/---

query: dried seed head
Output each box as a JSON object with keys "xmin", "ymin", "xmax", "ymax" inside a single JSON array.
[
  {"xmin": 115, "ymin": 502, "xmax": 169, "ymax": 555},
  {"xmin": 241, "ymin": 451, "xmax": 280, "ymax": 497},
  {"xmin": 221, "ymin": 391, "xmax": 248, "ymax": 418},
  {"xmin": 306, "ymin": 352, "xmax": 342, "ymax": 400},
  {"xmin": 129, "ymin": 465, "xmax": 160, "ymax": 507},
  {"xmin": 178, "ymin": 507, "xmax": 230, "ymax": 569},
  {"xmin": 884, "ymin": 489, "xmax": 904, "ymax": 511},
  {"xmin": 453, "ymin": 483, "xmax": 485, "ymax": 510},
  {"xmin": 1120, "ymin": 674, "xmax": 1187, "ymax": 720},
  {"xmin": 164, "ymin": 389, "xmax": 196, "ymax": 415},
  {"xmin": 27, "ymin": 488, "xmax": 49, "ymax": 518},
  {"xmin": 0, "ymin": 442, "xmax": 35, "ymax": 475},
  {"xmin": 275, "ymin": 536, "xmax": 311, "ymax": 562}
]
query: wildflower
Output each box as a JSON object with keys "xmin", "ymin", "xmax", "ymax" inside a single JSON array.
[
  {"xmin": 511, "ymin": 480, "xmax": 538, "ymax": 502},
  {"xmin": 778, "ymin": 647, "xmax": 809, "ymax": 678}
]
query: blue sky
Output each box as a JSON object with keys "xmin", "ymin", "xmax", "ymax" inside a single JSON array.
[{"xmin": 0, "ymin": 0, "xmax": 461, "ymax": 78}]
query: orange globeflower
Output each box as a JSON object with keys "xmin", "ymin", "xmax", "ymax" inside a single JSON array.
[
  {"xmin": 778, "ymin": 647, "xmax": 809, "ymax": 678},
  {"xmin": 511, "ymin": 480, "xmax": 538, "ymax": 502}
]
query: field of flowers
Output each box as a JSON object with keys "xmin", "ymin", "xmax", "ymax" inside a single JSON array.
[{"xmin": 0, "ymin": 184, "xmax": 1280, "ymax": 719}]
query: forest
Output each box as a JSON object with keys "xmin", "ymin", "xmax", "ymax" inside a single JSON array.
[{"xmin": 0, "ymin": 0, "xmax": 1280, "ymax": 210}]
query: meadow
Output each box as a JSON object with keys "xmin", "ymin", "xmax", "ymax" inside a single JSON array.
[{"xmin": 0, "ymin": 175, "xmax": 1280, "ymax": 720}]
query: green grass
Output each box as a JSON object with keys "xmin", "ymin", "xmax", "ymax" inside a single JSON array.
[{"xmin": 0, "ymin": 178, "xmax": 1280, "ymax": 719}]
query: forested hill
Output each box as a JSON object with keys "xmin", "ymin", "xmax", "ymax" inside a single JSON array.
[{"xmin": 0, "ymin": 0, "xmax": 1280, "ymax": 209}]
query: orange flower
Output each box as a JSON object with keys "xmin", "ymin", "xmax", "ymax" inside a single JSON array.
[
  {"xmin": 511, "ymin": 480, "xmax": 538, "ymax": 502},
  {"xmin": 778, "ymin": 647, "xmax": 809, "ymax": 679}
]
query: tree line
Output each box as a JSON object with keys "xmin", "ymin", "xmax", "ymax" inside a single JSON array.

\---

◆ **What needs to be done**
Rewrite all the items above with every "query" changed to "label" and nothing else altered.

◆ **Problem solution**
label: dried seed head
Output each box as a JSON object with keys "xmin", "ymin", "xmax", "ymax" inside a single JSON array.
[
  {"xmin": 115, "ymin": 502, "xmax": 169, "ymax": 555},
  {"xmin": 241, "ymin": 451, "xmax": 280, "ymax": 497},
  {"xmin": 221, "ymin": 391, "xmax": 248, "ymax": 418},
  {"xmin": 306, "ymin": 352, "xmax": 342, "ymax": 400},
  {"xmin": 129, "ymin": 465, "xmax": 160, "ymax": 507},
  {"xmin": 178, "ymin": 507, "xmax": 230, "ymax": 569},
  {"xmin": 884, "ymin": 489, "xmax": 904, "ymax": 511},
  {"xmin": 453, "ymin": 483, "xmax": 485, "ymax": 510},
  {"xmin": 1120, "ymin": 674, "xmax": 1187, "ymax": 720},
  {"xmin": 164, "ymin": 389, "xmax": 196, "ymax": 415},
  {"xmin": 27, "ymin": 488, "xmax": 49, "ymax": 518},
  {"xmin": 0, "ymin": 442, "xmax": 35, "ymax": 475},
  {"xmin": 275, "ymin": 536, "xmax": 311, "ymax": 562}
]
label: wildflower
Output each box as a JSON object with keys "xmin", "ymin", "xmax", "ymax" inside a single JSON array.
[
  {"xmin": 511, "ymin": 480, "xmax": 538, "ymax": 502},
  {"xmin": 778, "ymin": 647, "xmax": 809, "ymax": 678}
]
label: blue sky
Output each box as a JSON object with keys "xmin", "ymin", "xmax", "ymax" inside a single JSON array.
[{"xmin": 0, "ymin": 0, "xmax": 461, "ymax": 78}]
label: orange globeflower
Output each box as a JSON object with keys "xmin", "ymin", "xmax", "ymax" inside a single JSON array.
[
  {"xmin": 778, "ymin": 647, "xmax": 809, "ymax": 678},
  {"xmin": 511, "ymin": 480, "xmax": 538, "ymax": 502}
]
label: field of flowers
Output each box as a JSON object with keys "xmin", "ymin", "xmax", "ymax" inside a single JSON array.
[{"xmin": 0, "ymin": 184, "xmax": 1280, "ymax": 719}]
label: forest
Output each box as a JSON object with keys "xmin", "ymin", "xmax", "ymax" inside a single JSON array.
[{"xmin": 0, "ymin": 0, "xmax": 1280, "ymax": 210}]
label: meadow
Output each box as a JSON object with keys "xmin", "ymin", "xmax", "ymax" inside a single JSON array.
[{"xmin": 0, "ymin": 175, "xmax": 1280, "ymax": 720}]
label: green grass
Output each box as a JSON object with keys "xmin", "ymin", "xmax", "ymax" inside a single JSON array.
[{"xmin": 0, "ymin": 178, "xmax": 1280, "ymax": 719}]
label: forested hill
Output each box as a JSON object with keys "xmin", "ymin", "xmax", "ymax" inside a single JSON array.
[{"xmin": 0, "ymin": 0, "xmax": 1280, "ymax": 209}]
label: orange flower
Output each box as a JSON object with keys "xmin", "ymin", "xmax", "ymax" inside a single JSON array.
[
  {"xmin": 511, "ymin": 480, "xmax": 538, "ymax": 502},
  {"xmin": 778, "ymin": 647, "xmax": 809, "ymax": 679}
]
label: tree line
Output each box as a JSON object with keys "xmin", "ymin", "xmax", "ymax" inside a single JSON array.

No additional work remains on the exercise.